» Selected text:

┏━━

St. Paul's Episcopal School is an independent, parochial, co-educational Christian preparatory school in Mobile, Alabama.

Description
The school has a four-level structure: the Lower School (Pre-K through 2nd grade), the Intermediate School (3rd grade and 4th grade), the Middle School (5th grade through 8th grade), and the Upper School (9th grade through 12th grade).

The main campus houses the Intermediate School, Middle School, and Upper School grade-levels. The main building, off Dogwood Lane, can be found on "The Horseshoe." "The Horseshoe" is a looping driveway that surrounds Saints' Square, a memorial-square and common meeting place on the school's campus. Also located on the main campus are buildings containing 85 classrooms, auxiliary buildings, two gymnasiums, a football field and track, a baseball field, a softball field, multiple practice fields, and a cafeteria.

The Lower School campus is separate from the school's main campus and can be found 0.4 miles down Old Shell Road at the same location as the church associated with the school.

┗━━

» Available data:

┏━━

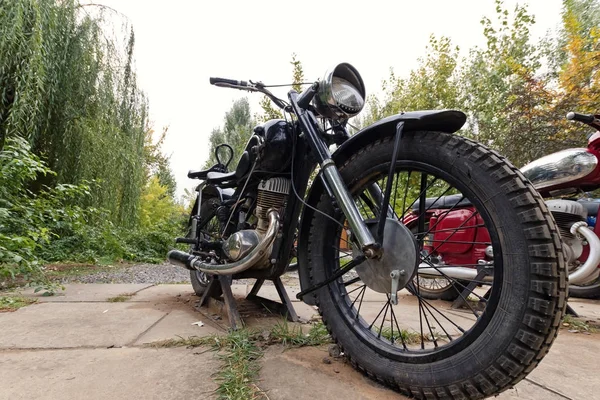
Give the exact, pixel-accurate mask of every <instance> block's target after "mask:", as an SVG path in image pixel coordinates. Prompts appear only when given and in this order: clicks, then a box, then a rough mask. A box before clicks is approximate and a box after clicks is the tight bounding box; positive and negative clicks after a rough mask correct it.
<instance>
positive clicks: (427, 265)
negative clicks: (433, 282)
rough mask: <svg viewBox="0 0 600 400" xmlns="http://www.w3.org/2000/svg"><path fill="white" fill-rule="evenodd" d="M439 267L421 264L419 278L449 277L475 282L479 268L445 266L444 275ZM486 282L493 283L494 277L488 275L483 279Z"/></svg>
mask: <svg viewBox="0 0 600 400" xmlns="http://www.w3.org/2000/svg"><path fill="white" fill-rule="evenodd" d="M439 269H440V268H439V267H438V268H435V267H432V266H431V265H430V264H427V263H421V264H419V268H418V269H417V274H419V276H424V277H428V276H427V275H430V276H432V277H439V276H443V277H448V278H454V279H464V280H474V279H475V278H476V277H477V274H478V272H477V268H467V267H452V266H449V265H444V267H443V270H444V273H442V272H440V271H439ZM482 279H483V280H484V281H485V282H491V281H492V280H493V277H492V276H490V275H486V276H484V277H483V278H482Z"/></svg>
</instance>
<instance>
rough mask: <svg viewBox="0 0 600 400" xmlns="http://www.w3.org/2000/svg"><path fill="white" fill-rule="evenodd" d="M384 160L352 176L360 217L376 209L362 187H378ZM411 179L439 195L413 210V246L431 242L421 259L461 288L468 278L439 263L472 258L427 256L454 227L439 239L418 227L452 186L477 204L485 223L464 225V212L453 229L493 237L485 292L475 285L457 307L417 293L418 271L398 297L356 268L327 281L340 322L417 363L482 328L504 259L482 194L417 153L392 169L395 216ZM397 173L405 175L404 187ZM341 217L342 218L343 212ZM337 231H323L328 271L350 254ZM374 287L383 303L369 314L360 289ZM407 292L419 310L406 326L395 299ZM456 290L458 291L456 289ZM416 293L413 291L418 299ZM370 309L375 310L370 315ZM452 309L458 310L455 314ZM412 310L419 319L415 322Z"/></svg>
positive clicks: (435, 206)
mask: <svg viewBox="0 0 600 400" xmlns="http://www.w3.org/2000/svg"><path fill="white" fill-rule="evenodd" d="M387 168H389V167H388V166H386V165H379V166H377V167H375V168H373V169H372V170H369V171H367V172H366V173H365V179H359V180H357V181H358V182H361V183H362V185H361V186H359V187H356V188H350V190H351V192H352V194H353V196H354V198H355V201H356V204H357V206H358V208H359V211H360V212H361V214H363V217H364V218H366V219H373V218H376V217H377V216H378V208H379V204H377V202H376V201H375V200H374V199H373V198H372V197H370V195H369V194H368V193H366V192H367V187H368V186H369V185H371V184H373V183H378V184H379V186H380V188H381V190H384V189H385V180H386V178H385V177H386V175H387ZM411 176H412V178H411ZM415 179H416V181H417V182H418V183H417V185H418V186H417V187H418V188H419V190H418V193H417V196H416V199H424V198H433V199H436V198H437V201H433V204H428V203H430V202H429V201H426V202H425V203H424V204H425V205H426V206H425V207H424V208H425V210H424V211H425V212H424V213H422V214H419V215H418V216H417V226H420V227H421V230H417V231H416V234H415V237H416V239H417V241H418V243H419V248H420V249H421V250H422V249H423V247H424V244H429V245H430V247H432V248H433V252H430V253H427V252H425V251H421V254H420V255H419V257H420V259H421V261H420V262H421V263H424V264H425V265H426V266H427V267H430V268H434V269H435V270H436V271H439V272H440V274H441V276H439V278H443V279H447V280H448V281H450V282H451V284H452V285H453V286H455V288H456V289H457V290H458V292H459V293H460V292H462V290H463V289H464V288H465V285H466V284H467V282H469V280H468V279H462V278H461V279H460V281H459V279H456V278H452V277H449V276H448V275H447V274H446V273H445V272H444V268H449V267H451V266H460V267H465V268H474V267H477V265H473V264H468V265H467V264H455V265H447V266H446V265H444V266H440V265H436V264H433V263H432V262H431V257H432V255H433V254H434V253H435V250H436V246H437V248H440V246H443V245H444V244H445V243H452V239H451V238H452V234H450V235H447V237H446V238H445V240H442V241H439V242H436V241H435V240H434V239H431V238H430V236H428V235H430V233H431V231H432V230H433V229H435V228H436V227H435V225H434V226H432V227H431V228H429V229H425V230H423V227H424V226H425V224H424V220H425V214H426V213H427V211H429V210H433V209H436V202H439V200H440V199H441V197H442V196H446V195H448V194H453V192H456V191H458V192H459V193H461V195H462V196H461V199H462V198H464V199H467V200H468V201H470V204H471V207H472V208H474V209H475V210H476V212H475V213H473V215H472V216H475V217H476V216H477V215H479V216H480V217H481V219H482V220H483V223H484V227H482V226H480V225H475V227H472V226H471V225H472V224H471V225H466V224H468V220H467V222H464V221H463V222H464V223H462V225H460V226H459V227H458V228H460V229H457V231H460V230H461V229H462V230H468V229H475V228H487V230H488V232H489V234H490V239H491V241H490V242H489V244H488V245H491V246H492V247H493V254H494V256H493V268H492V269H491V274H492V277H493V279H492V280H491V282H484V281H476V283H478V284H479V285H481V287H482V288H485V291H486V293H485V294H484V293H478V292H479V291H478V290H474V291H473V292H472V295H473V297H474V298H475V299H476V302H477V303H478V304H477V305H473V304H471V303H472V301H471V300H472V299H469V298H464V297H463V300H465V301H464V303H465V304H466V309H465V310H459V311H457V310H450V309H448V307H450V303H449V302H444V303H447V307H446V308H443V307H441V306H440V305H439V304H438V302H437V301H434V300H428V299H425V298H423V296H422V295H421V293H420V289H419V286H420V284H419V279H420V274H416V275H415V278H414V280H415V281H416V282H417V284H411V283H409V284H408V285H407V286H406V288H405V289H404V290H402V291H400V292H399V293H398V294H399V304H398V305H392V304H391V302H390V296H389V294H377V293H374V292H373V291H371V290H370V289H369V288H368V287H367V285H366V284H365V283H364V282H362V279H361V278H360V276H359V275H358V273H356V272H355V271H351V272H350V273H347V274H345V275H344V276H342V278H340V279H339V280H338V281H336V282H335V283H332V284H331V285H330V286H329V290H330V292H331V294H332V295H333V297H334V300H335V304H336V307H338V308H339V309H340V311H341V314H342V315H343V317H344V320H345V322H346V324H347V325H348V326H349V327H351V328H353V329H354V331H355V332H356V333H357V335H358V336H359V337H360V339H361V340H362V341H364V342H365V343H367V344H368V345H369V346H370V347H372V348H373V349H374V350H375V351H377V352H379V353H382V354H384V355H385V357H389V358H394V359H399V360H406V358H407V357H408V358H409V359H410V361H411V362H416V363H420V362H431V361H435V360H439V359H443V358H446V357H448V356H450V355H452V354H456V353H457V352H459V351H461V350H462V349H464V348H465V347H467V346H468V345H469V344H471V343H472V342H473V341H474V340H476V339H477V337H479V335H480V334H481V333H482V332H483V331H484V330H485V328H486V327H487V326H488V324H489V323H490V321H491V319H492V316H493V315H494V313H495V312H496V309H497V305H498V302H499V300H500V288H501V286H502V275H503V263H502V256H501V254H502V252H501V246H500V242H499V238H498V235H497V231H496V229H495V226H494V224H493V222H492V219H491V218H490V216H489V213H488V210H487V209H486V208H485V207H484V205H483V202H482V201H481V199H479V198H478V197H477V196H476V195H475V193H474V192H473V191H472V190H471V189H470V188H469V187H467V186H466V185H464V184H462V183H461V182H459V181H458V180H456V179H455V178H453V177H452V176H450V175H449V174H447V173H446V172H444V171H442V170H440V169H438V168H436V167H434V166H431V165H429V164H424V163H420V162H416V161H402V162H398V163H397V164H396V174H395V177H394V182H393V192H392V199H391V200H390V206H391V207H393V209H394V211H395V212H396V215H397V217H398V218H399V219H400V220H404V218H405V217H406V215H407V213H408V212H409V210H411V209H412V207H413V205H414V203H415V200H416V199H415V195H414V193H413V194H412V195H411V194H409V186H411V184H412V183H413V181H414V180H415ZM402 181H404V185H405V187H404V188H402V183H403V182H402ZM440 182H445V185H446V186H443V185H440ZM430 188H434V189H435V190H433V192H435V193H436V196H431V195H427V193H428V189H430ZM365 193H366V194H365ZM411 196H412V197H411ZM461 201H462V200H461ZM411 203H412V204H411ZM458 203H459V202H457V204H458ZM438 204H439V203H438ZM463 208H464V207H463ZM457 209H460V206H459V205H457V206H455V207H449V208H447V210H445V211H447V212H448V213H449V212H451V211H452V210H457ZM400 210H402V211H400ZM339 220H340V222H341V223H342V225H343V223H344V218H343V216H342V217H341V218H340V219H339ZM341 231H342V229H341V228H337V232H336V234H335V235H332V237H331V238H329V240H330V241H331V242H329V243H328V244H330V245H329V246H326V250H325V252H331V253H333V254H331V253H330V254H329V255H327V254H325V253H324V256H325V258H326V259H328V260H333V262H332V263H330V262H328V263H327V264H328V265H329V267H328V269H329V271H328V274H332V273H334V272H335V270H336V269H338V268H340V264H341V267H343V266H344V265H345V264H346V263H347V262H349V261H350V260H351V259H352V252H351V251H350V250H348V249H342V247H344V246H343V245H344V241H343V239H342V238H341V236H340V235H341ZM474 243H476V242H475V239H474V240H473V241H472V242H471V244H474ZM336 244H337V245H336ZM345 244H346V247H350V248H351V243H350V242H349V241H347V240H346V242H345ZM459 244H463V245H465V244H469V243H466V242H464V241H463V242H461V243H459ZM384 251H385V250H384ZM331 255H333V257H331ZM332 267H333V268H332ZM430 276H431V275H429V277H430ZM473 281H474V280H473ZM474 282H475V281H474ZM488 289H489V290H488ZM374 295H375V296H380V297H381V296H383V297H382V298H381V302H382V306H381V308H380V309H379V310H377V309H375V310H374V311H372V312H371V314H372V315H371V316H370V317H369V318H367V317H366V313H365V312H364V310H365V297H369V296H374ZM411 296H412V297H413V299H412V304H413V305H415V304H414V303H415V302H416V306H417V309H418V312H415V311H414V310H413V311H412V313H413V314H415V313H416V314H417V316H416V317H413V321H412V323H413V326H412V328H413V329H411V330H408V328H407V326H408V325H410V324H407V323H403V322H402V321H405V320H406V309H404V310H403V309H402V308H401V305H403V303H404V305H406V304H410V303H411V300H410V297H411ZM459 296H460V297H462V294H460V295H459ZM386 297H387V300H386ZM414 298H416V301H415V299H414ZM482 305H483V307H482ZM413 308H414V307H413ZM361 310H362V311H361ZM361 312H362V314H361ZM461 314H462V317H461ZM465 314H470V317H465ZM373 315H376V316H375V317H373ZM457 316H458V318H455V317H457ZM417 318H418V325H417V327H415V324H416V323H417V322H416V319H417ZM467 320H470V321H471V323H470V325H469V326H466V323H465V321H467ZM463 325H465V326H463ZM415 335H416V336H417V340H416V343H415V342H414V341H415Z"/></svg>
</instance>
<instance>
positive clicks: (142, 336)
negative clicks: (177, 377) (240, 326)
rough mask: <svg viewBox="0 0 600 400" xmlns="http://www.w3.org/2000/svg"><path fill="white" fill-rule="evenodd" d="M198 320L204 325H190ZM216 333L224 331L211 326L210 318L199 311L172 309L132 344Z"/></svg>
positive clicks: (140, 344)
mask: <svg viewBox="0 0 600 400" xmlns="http://www.w3.org/2000/svg"><path fill="white" fill-rule="evenodd" d="M198 321H202V323H203V324H204V326H202V327H200V326H197V325H192V324H193V323H195V322H198ZM218 334H225V331H224V330H222V329H219V328H218V327H216V326H213V324H212V322H211V321H210V319H208V318H205V317H204V316H203V315H202V314H200V313H199V312H194V311H183V310H173V311H171V312H170V313H169V314H168V315H167V316H166V317H164V318H163V319H161V320H160V322H158V323H157V324H156V325H155V326H153V327H152V328H150V330H148V331H147V332H146V333H145V334H144V335H142V336H141V337H140V338H139V339H138V340H137V341H136V342H135V343H134V344H135V345H142V344H145V343H152V342H156V341H159V340H167V339H175V338H178V337H181V338H187V337H190V336H209V335H218Z"/></svg>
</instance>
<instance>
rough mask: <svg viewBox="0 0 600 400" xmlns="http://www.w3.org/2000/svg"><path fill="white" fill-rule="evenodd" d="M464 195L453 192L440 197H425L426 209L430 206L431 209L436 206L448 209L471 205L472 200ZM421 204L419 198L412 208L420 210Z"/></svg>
mask: <svg viewBox="0 0 600 400" xmlns="http://www.w3.org/2000/svg"><path fill="white" fill-rule="evenodd" d="M462 197H463V196H462V195H460V194H452V195H449V196H442V197H440V198H438V197H428V198H426V199H425V209H428V208H430V209H434V208H441V209H447V208H452V207H454V206H456V207H467V206H470V205H471V202H470V201H469V199H465V198H462ZM461 198H462V200H461ZM419 204H420V201H419V200H417V201H416V202H415V204H413V206H412V209H413V210H418V209H419Z"/></svg>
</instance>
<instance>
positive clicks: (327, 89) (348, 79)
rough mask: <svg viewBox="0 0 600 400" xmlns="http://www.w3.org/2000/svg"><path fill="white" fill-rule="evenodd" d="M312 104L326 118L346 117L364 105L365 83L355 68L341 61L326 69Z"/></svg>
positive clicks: (349, 116)
mask: <svg viewBox="0 0 600 400" xmlns="http://www.w3.org/2000/svg"><path fill="white" fill-rule="evenodd" d="M314 105H315V108H316V109H317V111H318V112H319V114H320V115H322V116H323V117H326V118H333V119H348V118H350V117H353V116H355V115H356V114H358V113H359V112H360V111H361V110H362V109H363V107H364V106H365V84H364V83H363V80H362V78H361V76H360V74H359V73H358V71H357V70H356V68H354V67H353V66H352V65H350V64H348V63H342V64H338V65H336V66H335V68H333V69H331V70H329V71H327V73H325V77H324V78H323V80H321V81H320V82H319V89H318V92H317V95H316V96H315V99H314Z"/></svg>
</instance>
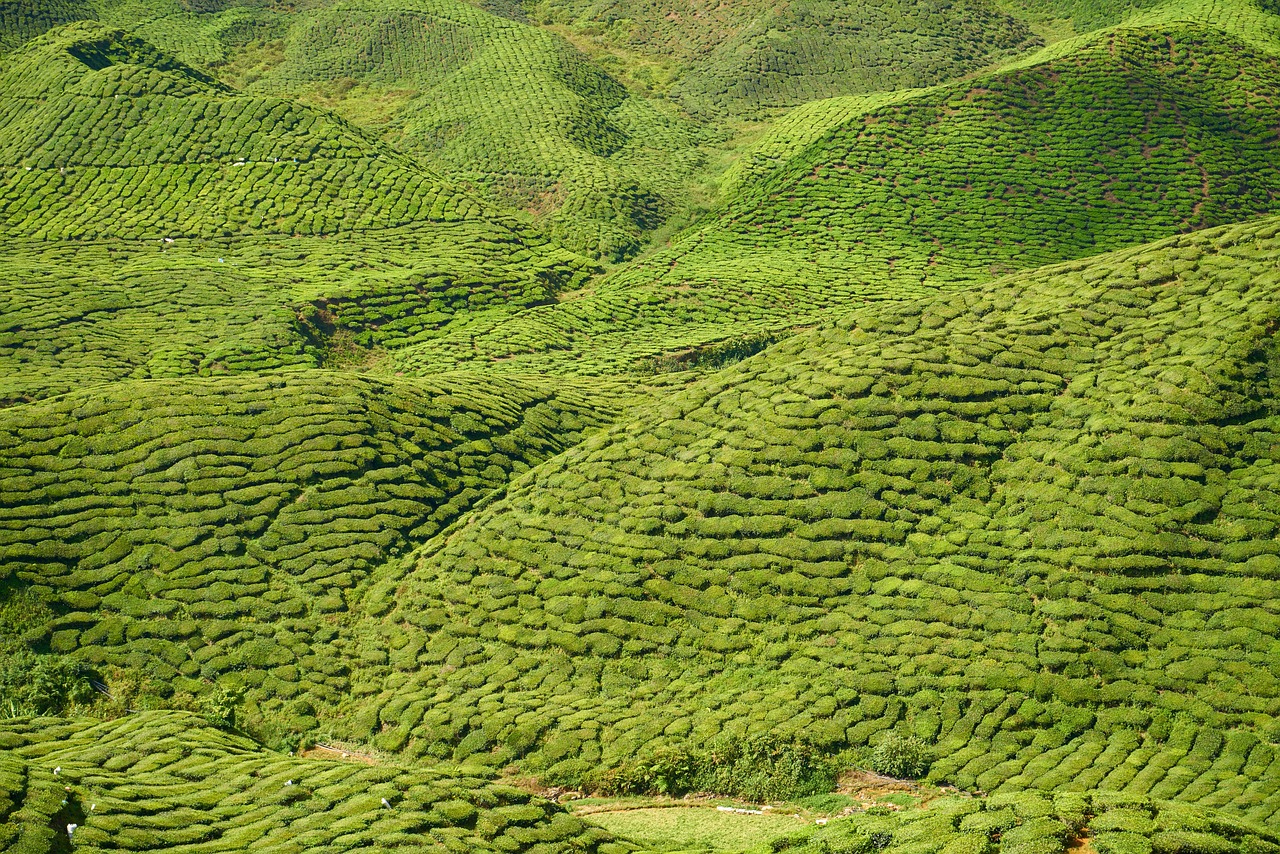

┗━━

» Problems and tasks:
(a) Print the St. Paul's Episcopal School text word for word, starting with "Description" and going on through "and a cafeteria.".
(b) According to the St. Paul's Episcopal School text, how many classrooms are in the buildings on the main campus?
(c) Pick up the St. Paul's Episcopal School text after its final sentence and continue writing it.

» Answer set:
(a)
Description
The school has a four-level structure: the Lower School (Pre-K through 2nd grade), the Intermediate School (3rd grade and 4th grade), the Middle School (5th grade through 8th grade), and the Upper School (9th grade through 12th grade).

The main campus houses the Intermediate School, Middle School, and Upper School grade-levels. The main building, off Dogwood Lane, can be found on "The Horseshoe." "The Horseshoe" is a looping driveway that surrounds Saints' Square, a memorial-square and common meeting place on the school's campus. Also located on the main campus are buildings containing 85 classrooms, auxiliary buildings, two gymnasiums, a football field and track, a baseball field, a softball field, multiple practice fields, and a cafeteria.

(b) 85

(c)
Athletics 

St. Paul's has won a total of 200 Alabama state championships in 18 sports, including: baseball, girls' basketball, girls' cross-country, boys' cross-country, football, boys' golf, girls' golf, girls' indoor track, boys' indoor track, girls' soccer, girls' swimming and diving, boys' swimming and diving, girls' tennis, boys' tennis, girls' outdoor track, boys' outdoor track, volleyball, and girls' heptathlon.

St. Paul's also has a long-standing athletic rivalry  with UMS-Wright, another local private high school that is just 2.2 miles away down Old Shell Road. In football, the two teams meet every year in the "Battle of Old Shell Road."

St. Paul's has been coined as being a "Pathway to the pros" by regional news media in recent years referring to the vast number of  professional athletes who were local stars appearing first at SPS athletic events.

Notable alumni 
Mark Barron (2008), Strong Safety for the Los Angeles Rams, drafted by Tampa Bay with the 7th overall pick in 2012 NFL Draft
Jacob Coker (2011), former quarterback for the Alabama Crimson Tide and the Florida State University Seminoles.
Walker Hayes (1998)- singer/songwriter
Destin Hood (2008), Professional baseball player for the Miami Marlins
Chevis Jackson (2004), Former defensive back for the Atlanta Falcons (2008 to 2009) and the Jacksonville Jaguars (2010) of the National Football League.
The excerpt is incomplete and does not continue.